--- Tasks to carry out ---
1. Please condense the paragraph of the blog excerpt that begins "Here's a question: McDonald's sells" into a short bulleted list, keeping its main facts.
2. Decide whether each statement agrees with the blog excerpt, answering yes or no and quoting the words that settle it: (a) The A380 cold-weather test site is in Nunavut. (b) The writer's daughter performs in "Seussical." (c) Michael Barr's letter is on page 23 of the Focus issue.

--- Text for analysis ---
_ _ _

And the new highway overpass over 520 is still there. Here's a Q&A with some more links and details.

Posted by AdamBa at 04:10 PM | Comments (1) | TrackBack

February 06, 2006

Airbus to Test A380 in Iqaluit

I though this article about Airbus doing cold-weather testing of the A380 was interesting. Iqaluit (which is the capital of the Canadian territory of Nunavut, situated on Baffin Island a few hundred miles south of the Arctic Circle) has been chosen as the cold-weather test site for the new A380. It seems Iqaluit has a nice dry cold and they can depend on the weather being between -25 and -30 celsius (gak). A quick check of the current Iqaluit forecast shows it is a balmy -15, which I think is actually unseasonably warm for this time of year (the highs on this date the last 5 years have been -25, -9, -18, -20, and -25, and the lows...well, they've been lower than that).

Posted by AdamBa at 04:31 PM | Comments (0) | TrackBack

February 04, 2006

"Suessical" at Studio East

I went and saw the premiere of Seussical at Studio East last night. It was a great show. Yes I'm biased because my son is in the ensemble, but I really highly recommend it for families who like theater. The cast is excellent and the set is terrific. Most people who attend shows at Studio East are surprised at the quality of the shows, but "Seussical" had even long-time attendees marveling at how great it was.

Posted by AdamBa at 08:55 PM | Comments (0) | TrackBack

February 01, 2006

The Chicken Nugget Problem

Here's a question: McDonald's sells Chicken McNuggets in quantities of 6, 9, and 20. If you want a specific number of nuggets you can usually order it...for example if you want 35 you can order a 6 pack and a 9 pack and a 20 pack, if you want 63 you can order 7 9-packs, etc. But you can't order some numbers: there's no way to construct 25 as a combination of 6, 9, and 20. So the question is, what is the largest number of nuggets that you can't order?

OK, so that's just a basic math brainteaser. It's been discussed here and here and here and here and here (which points out you can now get 4 McNuggets in a Happy Meal, which throws everything into a cocked hat). It's even on Wikipedia claiming that "McNugget numbers" is a general term for sets of numbers made up of combinations of a fixed set of other numbers (the search for references is complicated by the existence of the Denver Nuggets basketball team, who have an annoying habit of employing 6 foot 9 basketball players who score 20 points in 43 minutes of playing time).

Now, where did this problem originate? Well, check out out this issue of Focus, a publication of the Mathematical Association of America. Scroll down to page 23 (the 22nd page of the PDF) and look at the letter to the editor from Michael Barr, a mathematician at McGill University who also happens to be my father.

_ _ _

Data entries

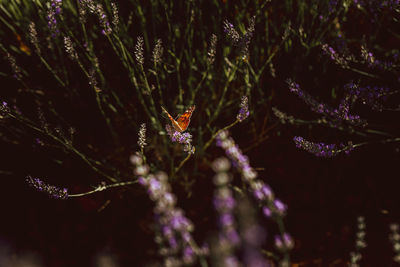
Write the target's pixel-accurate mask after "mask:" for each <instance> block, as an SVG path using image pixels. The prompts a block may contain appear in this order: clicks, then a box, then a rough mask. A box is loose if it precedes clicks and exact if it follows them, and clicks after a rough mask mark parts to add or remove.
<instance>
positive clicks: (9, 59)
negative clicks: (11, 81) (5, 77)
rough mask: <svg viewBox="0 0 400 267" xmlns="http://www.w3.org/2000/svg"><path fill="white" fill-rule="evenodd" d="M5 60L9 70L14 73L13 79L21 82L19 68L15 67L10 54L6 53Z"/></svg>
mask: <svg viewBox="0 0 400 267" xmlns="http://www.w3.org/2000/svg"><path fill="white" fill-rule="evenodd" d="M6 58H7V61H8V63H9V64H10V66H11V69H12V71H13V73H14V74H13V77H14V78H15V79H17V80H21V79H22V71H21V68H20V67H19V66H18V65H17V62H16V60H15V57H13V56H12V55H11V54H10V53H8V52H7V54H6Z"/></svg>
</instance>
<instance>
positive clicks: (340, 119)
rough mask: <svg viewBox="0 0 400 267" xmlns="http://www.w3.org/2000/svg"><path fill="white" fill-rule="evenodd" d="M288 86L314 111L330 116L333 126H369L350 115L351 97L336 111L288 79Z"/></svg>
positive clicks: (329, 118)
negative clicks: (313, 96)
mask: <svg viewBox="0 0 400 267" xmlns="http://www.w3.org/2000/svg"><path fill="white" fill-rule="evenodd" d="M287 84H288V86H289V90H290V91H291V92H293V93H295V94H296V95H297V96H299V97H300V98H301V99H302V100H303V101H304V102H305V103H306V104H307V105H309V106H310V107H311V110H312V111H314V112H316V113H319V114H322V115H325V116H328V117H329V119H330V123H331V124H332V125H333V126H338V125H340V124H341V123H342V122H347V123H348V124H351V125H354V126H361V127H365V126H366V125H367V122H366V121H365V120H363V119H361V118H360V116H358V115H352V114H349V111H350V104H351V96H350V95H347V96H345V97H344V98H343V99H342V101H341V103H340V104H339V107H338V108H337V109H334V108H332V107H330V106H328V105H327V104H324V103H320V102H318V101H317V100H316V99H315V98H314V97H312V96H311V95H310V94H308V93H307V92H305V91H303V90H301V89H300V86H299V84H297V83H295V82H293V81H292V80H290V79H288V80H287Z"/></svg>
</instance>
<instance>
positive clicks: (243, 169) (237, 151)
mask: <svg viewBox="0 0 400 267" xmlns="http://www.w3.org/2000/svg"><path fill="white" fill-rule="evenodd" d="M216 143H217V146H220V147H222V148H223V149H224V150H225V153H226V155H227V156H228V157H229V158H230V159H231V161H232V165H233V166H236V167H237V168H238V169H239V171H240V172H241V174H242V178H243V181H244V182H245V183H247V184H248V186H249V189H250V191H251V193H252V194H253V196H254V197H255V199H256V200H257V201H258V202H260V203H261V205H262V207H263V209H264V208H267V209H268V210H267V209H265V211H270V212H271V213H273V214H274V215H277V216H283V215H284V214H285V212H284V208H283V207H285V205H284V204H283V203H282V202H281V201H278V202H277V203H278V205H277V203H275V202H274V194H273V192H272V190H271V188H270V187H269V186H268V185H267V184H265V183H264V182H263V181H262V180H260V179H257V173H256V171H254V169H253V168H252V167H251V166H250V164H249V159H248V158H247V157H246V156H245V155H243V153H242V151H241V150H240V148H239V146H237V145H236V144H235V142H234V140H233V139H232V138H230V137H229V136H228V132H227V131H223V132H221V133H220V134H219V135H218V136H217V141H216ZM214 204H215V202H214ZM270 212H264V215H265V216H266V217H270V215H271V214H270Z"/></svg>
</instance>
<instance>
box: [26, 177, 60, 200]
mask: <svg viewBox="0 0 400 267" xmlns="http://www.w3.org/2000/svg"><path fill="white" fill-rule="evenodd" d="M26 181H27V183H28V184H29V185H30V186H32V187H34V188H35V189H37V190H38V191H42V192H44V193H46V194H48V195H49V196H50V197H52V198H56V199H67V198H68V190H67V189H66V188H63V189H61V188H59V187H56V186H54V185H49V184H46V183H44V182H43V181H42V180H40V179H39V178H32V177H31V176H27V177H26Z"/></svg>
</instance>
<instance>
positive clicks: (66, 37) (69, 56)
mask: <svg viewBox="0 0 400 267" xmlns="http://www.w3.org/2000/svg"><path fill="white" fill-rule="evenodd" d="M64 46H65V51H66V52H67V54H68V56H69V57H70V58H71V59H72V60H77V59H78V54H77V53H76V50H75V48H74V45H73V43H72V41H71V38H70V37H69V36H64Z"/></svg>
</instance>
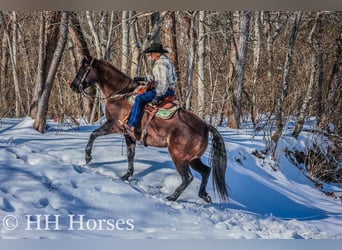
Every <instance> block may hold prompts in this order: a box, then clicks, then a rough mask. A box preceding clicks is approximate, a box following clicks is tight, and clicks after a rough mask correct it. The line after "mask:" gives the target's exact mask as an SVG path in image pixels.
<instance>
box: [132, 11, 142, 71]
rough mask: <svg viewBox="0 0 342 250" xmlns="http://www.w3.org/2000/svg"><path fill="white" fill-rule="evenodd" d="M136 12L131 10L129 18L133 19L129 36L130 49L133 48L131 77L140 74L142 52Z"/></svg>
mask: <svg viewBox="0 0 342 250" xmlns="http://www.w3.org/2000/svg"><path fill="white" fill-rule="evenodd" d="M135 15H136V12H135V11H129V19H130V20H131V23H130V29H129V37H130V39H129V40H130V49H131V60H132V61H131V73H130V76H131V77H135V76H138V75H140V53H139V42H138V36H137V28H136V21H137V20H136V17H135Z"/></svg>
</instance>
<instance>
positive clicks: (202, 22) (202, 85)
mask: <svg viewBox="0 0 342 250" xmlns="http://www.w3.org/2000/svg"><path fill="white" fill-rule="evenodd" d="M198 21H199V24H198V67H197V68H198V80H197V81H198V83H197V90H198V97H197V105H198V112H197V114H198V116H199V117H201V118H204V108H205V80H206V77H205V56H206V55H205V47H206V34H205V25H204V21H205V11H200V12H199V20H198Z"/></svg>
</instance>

_ _ _

--- Task results ---
1.
- McDonald's sells Chicken McNuggets in quantities of 6, 9, and 20.
- Most specific numbers can be ordered: 35 is one 6-pack, one 9-pack, and one 20-pack, and 63 is seven 9-packs.
- Some numbers can't be ordered. For example, 25 can't be built from 6, 9, and 20.
- The question: what is the largest number of nuggets that can't be ordered?

2.
(a) Yes: "Iqaluit (which is the capital of the Canadian territory of Nunavut"
(b) No: "my son is in the ensemble"
(c) Yes: "Scroll down to page 23 (the 22nd page of the PDF) and look at the letter to the editor from Michael Barr"